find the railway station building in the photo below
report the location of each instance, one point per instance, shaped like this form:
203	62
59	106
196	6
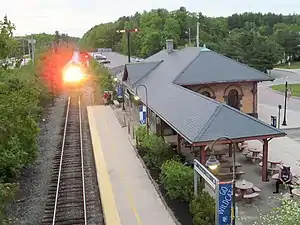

****************

Every line above must appear in the answer unchanged, and no picture may appear in it.

» **Reply to the task**:
find the railway station building in the photo below
report the location of each instance, one point per instance, shaped like this form:
203	62
59	106
196	6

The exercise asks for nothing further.